▶ _Exercise description_: Rewrite the records from their start through the line containing "[592,75,628,175]", swapping every "woodpecker" for "bird" and keeping everything else unchanged. Omit the pictures from your answer.

▶ _Information supplied_:
* * * * *

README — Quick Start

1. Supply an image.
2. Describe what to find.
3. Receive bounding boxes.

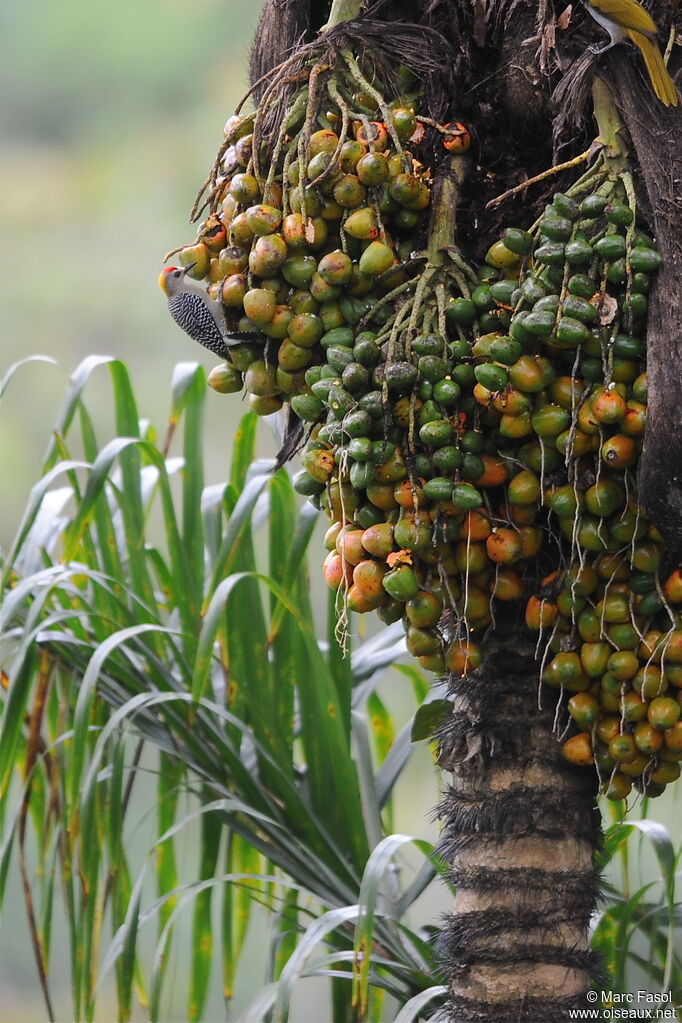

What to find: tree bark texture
[440,627,600,1023]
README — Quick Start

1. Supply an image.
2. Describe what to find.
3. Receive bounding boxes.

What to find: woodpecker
[158,263,261,359]
[583,0,679,106]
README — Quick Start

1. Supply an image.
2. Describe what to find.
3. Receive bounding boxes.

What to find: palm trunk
[440,628,600,1023]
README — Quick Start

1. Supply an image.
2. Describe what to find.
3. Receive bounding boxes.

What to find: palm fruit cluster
[166,34,682,799]
[290,169,682,799]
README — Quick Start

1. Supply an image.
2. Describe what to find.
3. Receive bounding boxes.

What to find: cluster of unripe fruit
[169,53,682,799]
[295,182,682,799]
[171,67,468,411]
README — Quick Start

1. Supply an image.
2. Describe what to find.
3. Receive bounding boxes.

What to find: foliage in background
[0,358,682,1023]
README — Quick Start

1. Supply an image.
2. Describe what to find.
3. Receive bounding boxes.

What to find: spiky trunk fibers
[439,627,600,1023]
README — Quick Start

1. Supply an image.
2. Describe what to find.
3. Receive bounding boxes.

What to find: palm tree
[0,0,680,1023]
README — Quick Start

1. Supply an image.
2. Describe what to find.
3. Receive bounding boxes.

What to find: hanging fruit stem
[320,0,362,32]
[426,154,469,267]
[592,75,628,175]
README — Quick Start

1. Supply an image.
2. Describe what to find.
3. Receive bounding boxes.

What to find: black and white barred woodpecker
[158,263,260,359]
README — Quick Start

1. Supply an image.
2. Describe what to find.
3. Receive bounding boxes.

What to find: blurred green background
[0,0,271,545]
[0,0,680,1023]
[0,9,443,1023]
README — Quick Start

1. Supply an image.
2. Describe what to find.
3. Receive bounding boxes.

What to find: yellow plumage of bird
[583,0,679,106]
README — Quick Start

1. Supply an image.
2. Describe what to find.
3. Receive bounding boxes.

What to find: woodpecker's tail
[272,405,307,473]
[628,32,679,106]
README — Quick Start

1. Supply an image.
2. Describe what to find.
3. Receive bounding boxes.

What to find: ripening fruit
[561,731,594,767]
[526,596,558,630]
[382,565,419,602]
[353,556,388,602]
[486,529,521,565]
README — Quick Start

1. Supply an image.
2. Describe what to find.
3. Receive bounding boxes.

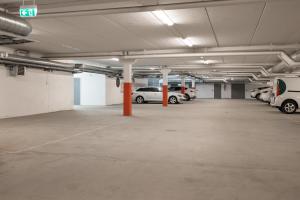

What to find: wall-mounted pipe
[0,11,32,36]
[0,53,120,76]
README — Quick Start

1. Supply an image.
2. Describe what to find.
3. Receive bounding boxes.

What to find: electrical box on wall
[9,66,26,76]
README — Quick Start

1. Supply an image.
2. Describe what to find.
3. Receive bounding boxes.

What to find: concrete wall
[245,83,267,99]
[221,83,231,99]
[133,78,149,89]
[196,83,214,99]
[0,65,74,118]
[74,73,106,106]
[196,83,252,99]
[74,73,123,106]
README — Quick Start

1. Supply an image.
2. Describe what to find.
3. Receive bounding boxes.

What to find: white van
[271,77,300,114]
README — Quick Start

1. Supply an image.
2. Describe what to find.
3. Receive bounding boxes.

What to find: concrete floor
[0,100,300,200]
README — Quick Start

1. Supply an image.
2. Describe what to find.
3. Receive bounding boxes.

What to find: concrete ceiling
[0,0,300,79]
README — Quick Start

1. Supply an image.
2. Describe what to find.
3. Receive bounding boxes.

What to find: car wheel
[169,96,178,104]
[135,96,144,104]
[281,100,297,114]
[184,94,191,101]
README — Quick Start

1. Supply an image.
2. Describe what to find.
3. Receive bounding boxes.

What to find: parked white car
[132,87,185,104]
[251,87,269,99]
[271,77,300,114]
[258,88,273,103]
[169,86,196,101]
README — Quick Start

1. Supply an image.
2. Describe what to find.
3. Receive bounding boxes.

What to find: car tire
[280,100,298,114]
[184,94,191,101]
[169,96,178,104]
[135,96,145,104]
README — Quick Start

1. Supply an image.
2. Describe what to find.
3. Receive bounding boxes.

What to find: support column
[192,78,196,89]
[181,76,185,94]
[121,59,135,116]
[161,68,171,107]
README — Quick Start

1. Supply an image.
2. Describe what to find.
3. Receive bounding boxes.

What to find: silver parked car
[132,87,185,104]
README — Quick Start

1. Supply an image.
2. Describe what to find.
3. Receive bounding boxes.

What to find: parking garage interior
[0,0,300,200]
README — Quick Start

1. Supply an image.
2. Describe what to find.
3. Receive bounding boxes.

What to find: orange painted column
[161,68,171,107]
[121,59,134,116]
[163,85,168,107]
[181,76,185,94]
[123,83,132,116]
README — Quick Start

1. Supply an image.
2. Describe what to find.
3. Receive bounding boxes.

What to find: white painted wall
[245,83,267,99]
[133,78,148,89]
[74,73,106,106]
[74,73,123,106]
[0,65,74,118]
[196,83,214,99]
[221,83,231,99]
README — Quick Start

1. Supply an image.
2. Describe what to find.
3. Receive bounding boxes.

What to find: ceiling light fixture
[111,58,120,62]
[152,10,174,26]
[182,38,193,47]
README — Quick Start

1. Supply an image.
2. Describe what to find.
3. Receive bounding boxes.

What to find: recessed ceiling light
[182,38,193,47]
[152,10,174,26]
[111,58,120,62]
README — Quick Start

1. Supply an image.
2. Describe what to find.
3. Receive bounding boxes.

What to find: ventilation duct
[0,11,32,36]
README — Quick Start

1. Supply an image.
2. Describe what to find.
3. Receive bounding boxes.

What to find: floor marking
[0,122,123,155]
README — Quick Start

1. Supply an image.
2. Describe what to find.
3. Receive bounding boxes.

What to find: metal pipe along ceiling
[0,11,32,36]
[0,53,121,76]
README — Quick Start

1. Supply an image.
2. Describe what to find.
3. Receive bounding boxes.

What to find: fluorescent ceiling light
[111,58,120,61]
[152,10,174,26]
[182,38,193,47]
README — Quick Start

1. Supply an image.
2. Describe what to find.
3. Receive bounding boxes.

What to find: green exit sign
[20,5,37,17]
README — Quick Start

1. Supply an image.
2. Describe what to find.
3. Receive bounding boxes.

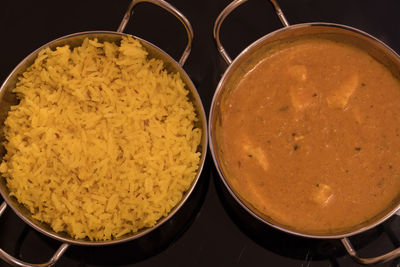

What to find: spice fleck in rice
[0,37,201,240]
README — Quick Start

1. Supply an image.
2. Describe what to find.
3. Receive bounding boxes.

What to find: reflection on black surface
[213,165,400,266]
[7,158,210,266]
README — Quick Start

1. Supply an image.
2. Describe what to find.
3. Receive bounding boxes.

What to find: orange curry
[221,39,400,233]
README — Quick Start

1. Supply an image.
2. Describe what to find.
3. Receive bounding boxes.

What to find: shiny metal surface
[117,0,194,66]
[0,0,208,266]
[208,0,400,264]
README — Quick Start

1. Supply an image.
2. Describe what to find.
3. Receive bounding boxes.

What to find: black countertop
[0,0,400,267]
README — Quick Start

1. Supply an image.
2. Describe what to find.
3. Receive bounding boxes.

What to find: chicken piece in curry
[219,39,400,234]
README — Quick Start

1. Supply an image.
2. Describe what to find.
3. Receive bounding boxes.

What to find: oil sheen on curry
[220,39,400,234]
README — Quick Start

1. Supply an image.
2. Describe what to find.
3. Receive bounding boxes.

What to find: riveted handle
[0,202,69,267]
[117,0,194,66]
[213,0,289,65]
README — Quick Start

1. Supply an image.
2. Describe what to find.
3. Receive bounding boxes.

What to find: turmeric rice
[0,37,201,241]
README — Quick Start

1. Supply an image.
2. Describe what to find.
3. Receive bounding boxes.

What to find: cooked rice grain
[0,37,201,240]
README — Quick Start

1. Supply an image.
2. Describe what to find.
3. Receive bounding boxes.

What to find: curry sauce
[220,39,400,236]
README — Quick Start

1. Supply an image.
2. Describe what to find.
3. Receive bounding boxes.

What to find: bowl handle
[341,237,400,265]
[213,0,289,65]
[117,0,193,66]
[0,201,69,267]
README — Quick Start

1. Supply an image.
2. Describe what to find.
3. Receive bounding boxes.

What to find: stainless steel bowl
[208,0,400,264]
[0,0,207,266]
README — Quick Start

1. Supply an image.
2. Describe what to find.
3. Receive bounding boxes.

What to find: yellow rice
[0,37,201,240]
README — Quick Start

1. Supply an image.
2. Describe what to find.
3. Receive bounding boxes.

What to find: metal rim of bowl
[208,22,400,239]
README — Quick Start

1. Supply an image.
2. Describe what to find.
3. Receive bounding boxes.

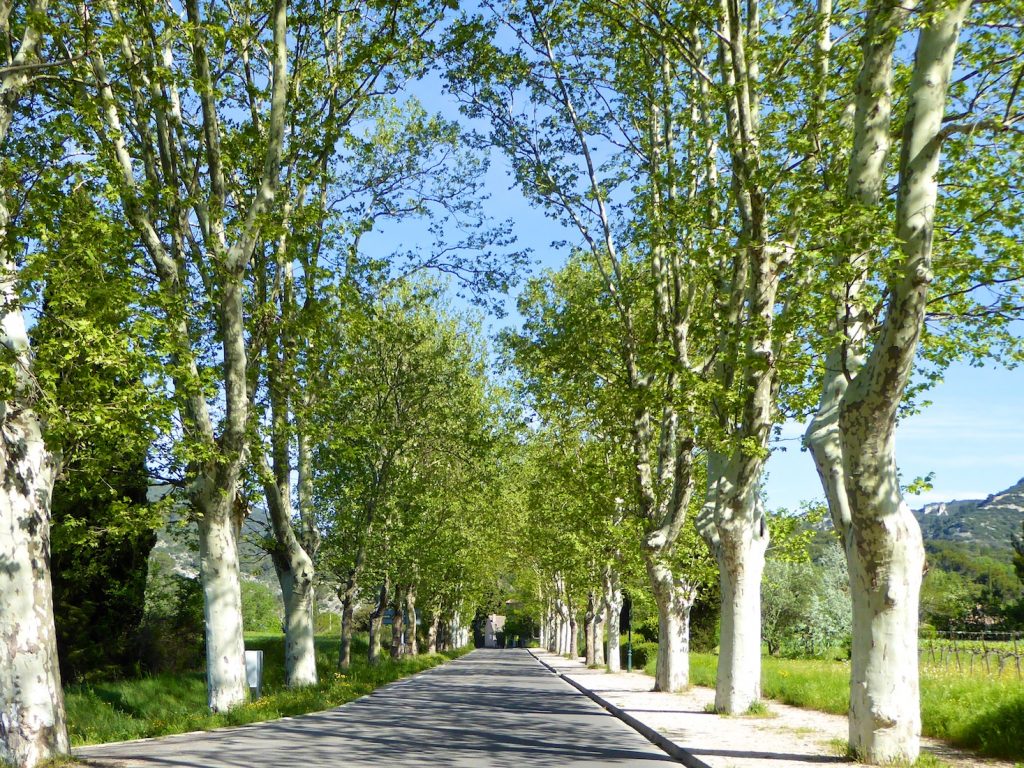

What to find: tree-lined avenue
[79,649,676,768]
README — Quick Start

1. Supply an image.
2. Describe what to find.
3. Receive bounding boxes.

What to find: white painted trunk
[0,370,69,767]
[715,526,768,715]
[199,493,249,712]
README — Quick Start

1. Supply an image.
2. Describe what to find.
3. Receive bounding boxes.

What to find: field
[65,635,468,746]
[645,653,1024,761]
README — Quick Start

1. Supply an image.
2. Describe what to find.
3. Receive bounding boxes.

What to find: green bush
[139,559,206,674]
[242,580,285,633]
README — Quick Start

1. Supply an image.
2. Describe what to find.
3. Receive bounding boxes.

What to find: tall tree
[806,2,1021,762]
[79,0,289,712]
[0,2,69,768]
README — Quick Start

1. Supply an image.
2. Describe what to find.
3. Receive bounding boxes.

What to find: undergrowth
[645,653,1024,761]
[65,635,470,746]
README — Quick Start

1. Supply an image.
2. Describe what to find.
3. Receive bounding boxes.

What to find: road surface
[75,649,679,768]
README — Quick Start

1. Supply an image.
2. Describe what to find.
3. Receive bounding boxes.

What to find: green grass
[645,653,1024,761]
[65,635,469,746]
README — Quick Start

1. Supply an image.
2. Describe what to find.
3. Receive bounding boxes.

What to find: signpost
[618,595,633,672]
[246,650,263,698]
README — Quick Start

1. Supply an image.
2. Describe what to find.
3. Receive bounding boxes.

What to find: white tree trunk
[807,0,971,763]
[199,484,249,712]
[645,558,696,693]
[583,591,597,667]
[427,610,441,653]
[592,598,604,667]
[848,495,925,763]
[0,305,69,767]
[715,526,768,715]
[368,578,391,667]
[604,567,623,672]
[0,9,69,768]
[281,569,316,688]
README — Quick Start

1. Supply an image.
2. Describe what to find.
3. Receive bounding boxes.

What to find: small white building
[483,613,505,648]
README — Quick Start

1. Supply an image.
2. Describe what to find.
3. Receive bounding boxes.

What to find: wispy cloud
[906,488,993,509]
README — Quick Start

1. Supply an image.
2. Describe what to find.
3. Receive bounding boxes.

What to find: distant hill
[913,477,1024,550]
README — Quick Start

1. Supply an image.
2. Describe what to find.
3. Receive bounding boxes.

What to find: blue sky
[372,143,1024,509]
[368,63,1024,509]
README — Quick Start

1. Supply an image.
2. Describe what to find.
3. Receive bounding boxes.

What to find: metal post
[626,616,633,672]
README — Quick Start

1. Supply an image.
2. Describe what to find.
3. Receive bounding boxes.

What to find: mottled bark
[368,578,391,667]
[427,610,441,653]
[646,558,696,693]
[807,0,970,763]
[338,572,357,672]
[0,2,69,768]
[583,590,597,667]
[406,584,420,656]
[88,0,289,712]
[391,584,409,658]
[603,566,623,672]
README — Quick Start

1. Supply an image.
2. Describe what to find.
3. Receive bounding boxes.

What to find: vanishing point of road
[75,649,679,768]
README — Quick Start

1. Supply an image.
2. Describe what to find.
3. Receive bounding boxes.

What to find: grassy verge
[644,653,1024,761]
[65,635,469,746]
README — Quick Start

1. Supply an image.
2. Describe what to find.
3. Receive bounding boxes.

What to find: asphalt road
[75,649,678,768]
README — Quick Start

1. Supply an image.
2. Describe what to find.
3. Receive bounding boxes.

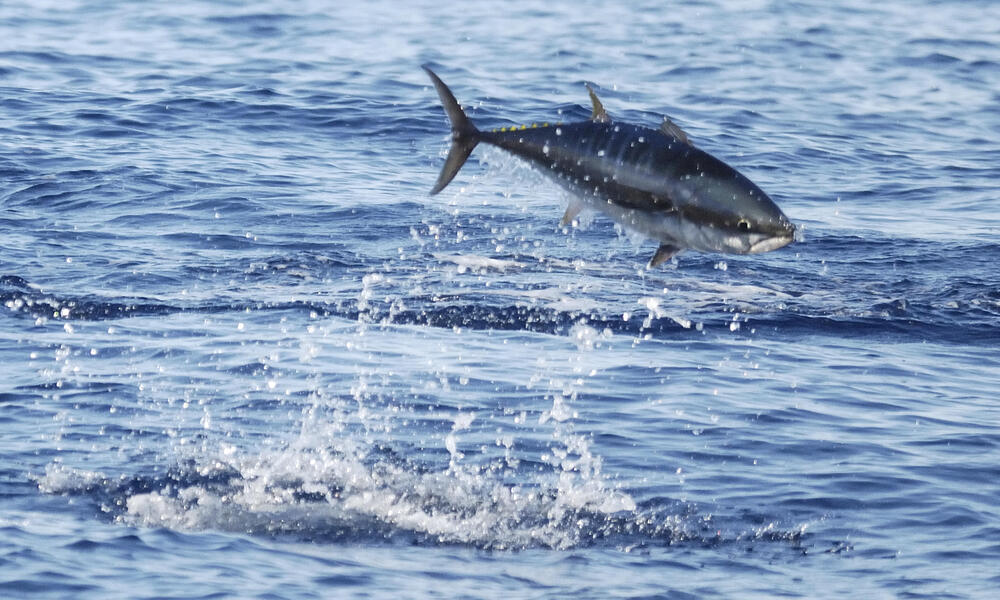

* * * * *

▶ _Complete response_:
README — Quick Start

1. Supply an image.
2. Describe what to find.
3. Receive bounding boxes.


What to find: tree bark texture
[440,627,600,1023]
README — Quick Start

1. Supply an image.
2. Describe what to find.
3. Receive bounding boxes.

What to find: bird
[158,263,261,359]
[583,0,679,106]
README — Quick Start

1. Supply an image.
2. Describe what to find.
3. Receive bounding boxes.

What to find: palm trunk
[440,628,600,1023]
README — Quick Start

1. Supply an image.
2. Describe what to find.
3. Receive bounding boxes.

What to find: palm fruit cluster
[166,34,682,799]
[290,169,682,799]
README — Quick Start

1. Supply an image.
2. Describe what to find.
3. Receive bounding boxes.

What to find: cluster of unripe fruit
[169,53,682,799]
[295,182,682,799]
[171,67,468,411]
README — Quick Start

1. Supply an image.
2. Describe what to find.
3. Receive bounding boxes.

What to find: foliage in background
[0,358,682,1023]
README — Quick Start

1. Supply an image.
2. Describe what to find.
3. Receive bounding boxes.

What to find: spiky trunk fibers
[439,627,600,1023]
README — Quick Start

1. Supply an image.
2. Describe what to find.
3. Receive bounding boxes.

What to find: palm tree
[0,0,680,1023]
README — Quick Start

1. Supply an image.
2. Describe what to find.
3. Receive bounding boxes.

What to find: hanging fruit stem
[320,0,362,32]
[426,154,469,267]
[592,75,628,175]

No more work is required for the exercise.